[Begin Data shown]

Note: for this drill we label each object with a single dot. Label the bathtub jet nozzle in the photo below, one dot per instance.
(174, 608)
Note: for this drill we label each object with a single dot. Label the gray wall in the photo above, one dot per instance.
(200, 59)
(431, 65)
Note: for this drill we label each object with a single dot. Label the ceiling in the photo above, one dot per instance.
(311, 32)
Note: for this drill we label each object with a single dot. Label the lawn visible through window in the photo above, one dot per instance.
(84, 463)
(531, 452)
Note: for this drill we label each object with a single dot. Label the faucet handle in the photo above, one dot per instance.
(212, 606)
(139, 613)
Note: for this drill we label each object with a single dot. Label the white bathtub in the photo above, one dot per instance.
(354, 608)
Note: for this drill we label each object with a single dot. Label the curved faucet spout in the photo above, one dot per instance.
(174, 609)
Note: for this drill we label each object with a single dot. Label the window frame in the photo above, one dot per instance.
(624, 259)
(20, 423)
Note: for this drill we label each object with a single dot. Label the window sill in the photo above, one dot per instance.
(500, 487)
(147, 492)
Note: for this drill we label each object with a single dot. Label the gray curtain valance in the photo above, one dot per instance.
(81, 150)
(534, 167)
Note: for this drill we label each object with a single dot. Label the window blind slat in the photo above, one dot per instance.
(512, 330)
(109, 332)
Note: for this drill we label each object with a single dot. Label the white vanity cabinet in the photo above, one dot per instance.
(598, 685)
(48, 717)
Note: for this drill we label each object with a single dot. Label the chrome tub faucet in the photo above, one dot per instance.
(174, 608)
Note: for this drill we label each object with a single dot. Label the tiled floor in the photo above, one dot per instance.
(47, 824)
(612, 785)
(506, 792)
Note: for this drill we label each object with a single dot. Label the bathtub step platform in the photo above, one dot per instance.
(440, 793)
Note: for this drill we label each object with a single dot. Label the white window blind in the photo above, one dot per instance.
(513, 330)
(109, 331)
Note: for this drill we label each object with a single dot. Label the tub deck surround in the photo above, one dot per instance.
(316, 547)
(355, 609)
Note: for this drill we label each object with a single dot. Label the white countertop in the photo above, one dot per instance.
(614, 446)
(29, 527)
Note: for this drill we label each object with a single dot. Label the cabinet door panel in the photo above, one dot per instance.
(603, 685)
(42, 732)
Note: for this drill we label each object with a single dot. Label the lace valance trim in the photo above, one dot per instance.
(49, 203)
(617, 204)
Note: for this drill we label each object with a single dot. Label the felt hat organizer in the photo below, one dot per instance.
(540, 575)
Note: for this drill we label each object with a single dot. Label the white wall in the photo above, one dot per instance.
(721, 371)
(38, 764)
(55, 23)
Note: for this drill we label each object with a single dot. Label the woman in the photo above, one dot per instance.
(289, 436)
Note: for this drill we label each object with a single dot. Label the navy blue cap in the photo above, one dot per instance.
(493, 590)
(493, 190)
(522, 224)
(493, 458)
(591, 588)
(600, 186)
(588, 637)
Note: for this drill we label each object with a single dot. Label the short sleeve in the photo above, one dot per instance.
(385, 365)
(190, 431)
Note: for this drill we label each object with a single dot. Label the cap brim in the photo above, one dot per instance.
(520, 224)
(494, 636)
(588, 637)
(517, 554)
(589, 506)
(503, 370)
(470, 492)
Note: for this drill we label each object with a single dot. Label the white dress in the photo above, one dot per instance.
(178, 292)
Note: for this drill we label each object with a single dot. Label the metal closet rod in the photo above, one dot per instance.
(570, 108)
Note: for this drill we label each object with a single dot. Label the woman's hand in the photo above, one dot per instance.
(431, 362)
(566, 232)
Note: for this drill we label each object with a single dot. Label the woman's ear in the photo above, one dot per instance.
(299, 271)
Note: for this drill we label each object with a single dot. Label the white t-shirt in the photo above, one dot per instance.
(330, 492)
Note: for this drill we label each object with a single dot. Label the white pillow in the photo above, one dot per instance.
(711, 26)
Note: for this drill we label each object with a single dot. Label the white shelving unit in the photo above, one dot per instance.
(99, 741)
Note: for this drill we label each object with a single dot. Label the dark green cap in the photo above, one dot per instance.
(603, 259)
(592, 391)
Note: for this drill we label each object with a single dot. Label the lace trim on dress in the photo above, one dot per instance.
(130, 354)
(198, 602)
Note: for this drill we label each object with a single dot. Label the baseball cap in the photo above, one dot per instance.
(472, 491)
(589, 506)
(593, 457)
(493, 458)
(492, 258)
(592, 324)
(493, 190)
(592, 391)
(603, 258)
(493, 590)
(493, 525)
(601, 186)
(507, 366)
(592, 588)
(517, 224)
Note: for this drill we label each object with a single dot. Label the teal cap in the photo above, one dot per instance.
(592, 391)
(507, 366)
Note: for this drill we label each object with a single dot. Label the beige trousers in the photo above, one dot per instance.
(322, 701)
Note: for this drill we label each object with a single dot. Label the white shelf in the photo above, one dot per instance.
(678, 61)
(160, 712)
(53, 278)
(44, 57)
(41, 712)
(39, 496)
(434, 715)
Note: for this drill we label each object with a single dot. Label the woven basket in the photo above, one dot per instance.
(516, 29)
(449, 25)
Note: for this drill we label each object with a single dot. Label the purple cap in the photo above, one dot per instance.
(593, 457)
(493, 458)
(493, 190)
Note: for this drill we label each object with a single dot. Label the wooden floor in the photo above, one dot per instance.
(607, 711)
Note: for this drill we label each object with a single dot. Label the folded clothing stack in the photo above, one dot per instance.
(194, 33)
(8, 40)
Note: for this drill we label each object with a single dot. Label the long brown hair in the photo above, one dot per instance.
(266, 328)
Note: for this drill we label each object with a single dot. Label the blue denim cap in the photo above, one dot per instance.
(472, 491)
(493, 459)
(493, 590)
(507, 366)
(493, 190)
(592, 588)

[End Data shown]
[Begin Data shown]

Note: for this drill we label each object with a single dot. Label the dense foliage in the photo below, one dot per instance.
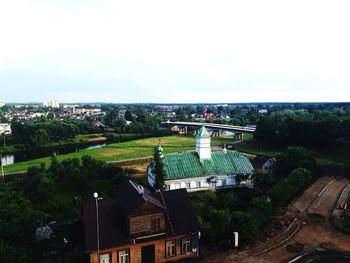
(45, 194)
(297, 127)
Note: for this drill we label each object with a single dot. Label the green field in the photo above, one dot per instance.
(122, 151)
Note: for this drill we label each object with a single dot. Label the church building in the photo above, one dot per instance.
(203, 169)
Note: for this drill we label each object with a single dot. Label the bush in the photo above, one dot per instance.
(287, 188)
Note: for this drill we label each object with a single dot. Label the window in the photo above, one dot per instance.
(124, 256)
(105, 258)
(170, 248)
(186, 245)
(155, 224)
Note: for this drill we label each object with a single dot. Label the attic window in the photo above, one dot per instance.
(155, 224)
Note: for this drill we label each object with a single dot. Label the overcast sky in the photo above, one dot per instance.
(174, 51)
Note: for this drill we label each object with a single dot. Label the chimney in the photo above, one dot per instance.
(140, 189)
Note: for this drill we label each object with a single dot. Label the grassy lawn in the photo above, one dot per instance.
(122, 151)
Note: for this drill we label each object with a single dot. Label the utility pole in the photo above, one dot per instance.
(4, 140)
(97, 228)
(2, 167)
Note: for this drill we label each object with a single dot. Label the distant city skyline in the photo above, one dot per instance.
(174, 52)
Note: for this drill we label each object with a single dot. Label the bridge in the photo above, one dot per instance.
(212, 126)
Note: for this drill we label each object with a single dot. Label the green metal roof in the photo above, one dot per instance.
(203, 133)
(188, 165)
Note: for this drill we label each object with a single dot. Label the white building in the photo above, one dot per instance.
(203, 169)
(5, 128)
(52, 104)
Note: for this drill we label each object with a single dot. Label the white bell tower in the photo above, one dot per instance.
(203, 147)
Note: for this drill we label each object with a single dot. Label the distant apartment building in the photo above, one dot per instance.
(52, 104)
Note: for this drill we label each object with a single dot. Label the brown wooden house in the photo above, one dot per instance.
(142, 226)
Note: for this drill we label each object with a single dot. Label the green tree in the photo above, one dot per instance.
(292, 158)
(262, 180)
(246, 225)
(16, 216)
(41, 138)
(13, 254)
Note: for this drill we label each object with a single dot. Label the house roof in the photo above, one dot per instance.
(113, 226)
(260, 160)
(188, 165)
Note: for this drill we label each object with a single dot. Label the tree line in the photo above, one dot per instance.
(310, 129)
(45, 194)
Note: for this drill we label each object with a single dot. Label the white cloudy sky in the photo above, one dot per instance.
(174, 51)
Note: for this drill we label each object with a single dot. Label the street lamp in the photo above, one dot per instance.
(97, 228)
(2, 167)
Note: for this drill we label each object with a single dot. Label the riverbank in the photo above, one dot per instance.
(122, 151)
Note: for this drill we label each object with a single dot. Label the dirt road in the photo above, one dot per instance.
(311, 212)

[End Data shown]

What is expected
Count the lines in both blocks above that contain the string "wooden", treating case as significant, and give only the number.

Written response
2